#### Work to do
Reproduce each of the following records word for word, changing nothing.

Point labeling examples
'''
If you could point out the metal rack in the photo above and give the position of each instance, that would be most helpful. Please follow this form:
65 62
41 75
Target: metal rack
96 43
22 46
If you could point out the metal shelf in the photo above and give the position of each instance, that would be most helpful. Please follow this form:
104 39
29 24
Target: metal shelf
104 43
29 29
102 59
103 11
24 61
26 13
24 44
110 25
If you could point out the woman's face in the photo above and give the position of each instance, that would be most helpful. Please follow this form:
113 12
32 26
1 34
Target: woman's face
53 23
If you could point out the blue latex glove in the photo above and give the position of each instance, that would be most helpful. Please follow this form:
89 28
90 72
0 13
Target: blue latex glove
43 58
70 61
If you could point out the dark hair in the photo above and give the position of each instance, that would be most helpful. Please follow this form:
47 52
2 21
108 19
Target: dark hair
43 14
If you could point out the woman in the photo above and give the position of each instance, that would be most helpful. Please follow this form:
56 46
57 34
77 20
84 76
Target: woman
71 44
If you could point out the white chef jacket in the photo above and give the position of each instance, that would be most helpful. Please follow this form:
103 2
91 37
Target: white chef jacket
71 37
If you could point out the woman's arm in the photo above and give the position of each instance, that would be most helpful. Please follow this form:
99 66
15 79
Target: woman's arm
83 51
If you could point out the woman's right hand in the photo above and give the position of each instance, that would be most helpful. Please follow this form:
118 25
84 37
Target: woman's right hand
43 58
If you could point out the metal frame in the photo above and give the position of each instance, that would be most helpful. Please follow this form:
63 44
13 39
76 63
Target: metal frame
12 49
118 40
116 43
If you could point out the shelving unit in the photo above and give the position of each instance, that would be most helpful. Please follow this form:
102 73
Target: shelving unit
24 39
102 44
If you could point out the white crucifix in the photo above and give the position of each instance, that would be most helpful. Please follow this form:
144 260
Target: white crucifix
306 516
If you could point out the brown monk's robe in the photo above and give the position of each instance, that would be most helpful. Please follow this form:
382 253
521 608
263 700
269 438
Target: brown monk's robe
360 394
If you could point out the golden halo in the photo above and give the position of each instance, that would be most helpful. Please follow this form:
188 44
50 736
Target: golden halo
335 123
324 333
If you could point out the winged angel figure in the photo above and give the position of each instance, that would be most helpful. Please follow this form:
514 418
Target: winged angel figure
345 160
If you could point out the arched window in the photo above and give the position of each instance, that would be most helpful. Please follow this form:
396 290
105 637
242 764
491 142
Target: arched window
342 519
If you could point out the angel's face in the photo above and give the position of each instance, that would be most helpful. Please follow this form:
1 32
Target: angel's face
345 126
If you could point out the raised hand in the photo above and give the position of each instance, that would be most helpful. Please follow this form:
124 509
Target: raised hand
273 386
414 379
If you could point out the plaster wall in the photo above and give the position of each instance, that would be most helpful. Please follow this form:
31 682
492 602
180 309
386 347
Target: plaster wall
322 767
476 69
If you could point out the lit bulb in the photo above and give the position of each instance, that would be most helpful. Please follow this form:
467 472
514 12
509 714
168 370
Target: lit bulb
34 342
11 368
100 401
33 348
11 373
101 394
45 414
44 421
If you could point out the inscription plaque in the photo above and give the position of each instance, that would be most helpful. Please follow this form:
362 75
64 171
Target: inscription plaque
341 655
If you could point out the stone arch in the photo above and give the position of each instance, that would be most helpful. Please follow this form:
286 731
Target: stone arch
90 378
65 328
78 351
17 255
'''
#### The response
If you could point out the metal rack in the photo above and give the position of each instance, that would be most helpful. Please follow this form:
65 62
41 75
Target: metal rack
96 43
22 46
If you could point out the metal shelf in the photo above and give the position of each instance, that would be most helpful. Please follow this form:
104 39
29 24
Target: metal shelf
104 43
29 29
102 59
103 11
24 61
26 13
24 44
110 25
If you could point out the woman's face in the photo above and give the position of each instance, that would be most helpful. Please follow this form:
113 12
32 26
1 34
Target: woman's face
53 23
If you could point out the blue latex glove in the photo above and give the position of each instance, that would be most helpful. Please follow this form:
89 28
90 72
0 13
Target: blue latex glove
43 58
70 61
If you could point out the dark hair in the photo above and give the position of each instance, that would be most helpful. Please follow this form:
47 52
2 21
108 19
Target: dark hair
43 14
If you could point out the woman in the photo above and give the position of each instance, that would be most helpful. Please follow this form:
56 46
57 34
77 20
84 76
Target: woman
71 44
If you could point out the white chef jacket in the photo above and give the position of each instance, that would be most helpful. Please follow this form:
103 2
91 37
Target: white chef jacket
71 37
If you could point out the woman's arm in the photo above and give the position of each instance, that would be most helpful. Please follow this form:
99 66
15 79
Target: woman's arm
83 51
If you could point out the woman's right hand in the photo above and give the position of each instance, that would be most helpful. Please follow this form:
118 25
84 37
Target: woman's right hand
43 58
If you could point out the metal frame in the photo above and give the position of each instance, that would be most helpful. Please follow this form:
63 44
13 39
76 63
Target: metal frame
12 49
118 40
116 43
If you could point out the shelving unit in the photo above and give the position of each instance, that would be most helpful. Please follow this form:
102 73
Target: shelving unit
24 39
102 44
If you could point out the white crucifix in the photo above and give the position of each instance, that would be most helpful. Please follow this form:
144 260
Target: white crucifix
306 516
If you could point out the brown monk's robe in the photo above and give the position of each instance, that would be most helpful. Please follow this form:
382 253
521 608
263 700
269 438
Target: brown monk's robe
360 394
If you could point out the golden halo in the photo above and give the position of each instance, that would be most helpful. Please follow this form:
188 44
50 736
Target: golden halo
335 123
324 333
If you could point out the winged angel figure in the photo above and give the position of each instance, that would be most helpful. Please follow this form:
514 418
Target: winged angel figure
345 160
If you could point out the arched window in the photo above and give the position of each instance, that would be most helpful. Please follow this form:
396 290
105 637
242 764
491 142
Target: arched window
342 519
If you could point out the angel's face in the photo above and give the position of each instance, that would be most helpful. Please follow this form:
1 32
Target: angel's face
345 126
If you could point out the raised hand in the photo above and give the position of each instance, that would be most helpful. Please follow this form:
124 509
Target: raised hand
273 386
414 379
If you could point out the plaster wall in the photo above and give the position of each instance, that would be most helpful. Please follow this form:
31 682
492 602
180 309
386 347
Target: plaster wall
322 767
476 69
If you could point out the lit bulb in the photo above and give the position of each instance, that would be most helpful. Please follow this form:
467 472
514 12
509 714
168 370
Target: lit bulb
34 342
11 368
100 401
33 348
11 373
101 394
45 414
44 421
If you could point out the inscription plaque in the photo above and give the position of each instance, that would be most helpful. Please follow this form:
362 75
64 171
Target: inscription plaque
341 655
If you could point out the stone arch in the photo above and give the position of each instance, that would be most helpful. Please follow this form:
286 731
Target: stone arch
90 378
65 328
78 351
17 255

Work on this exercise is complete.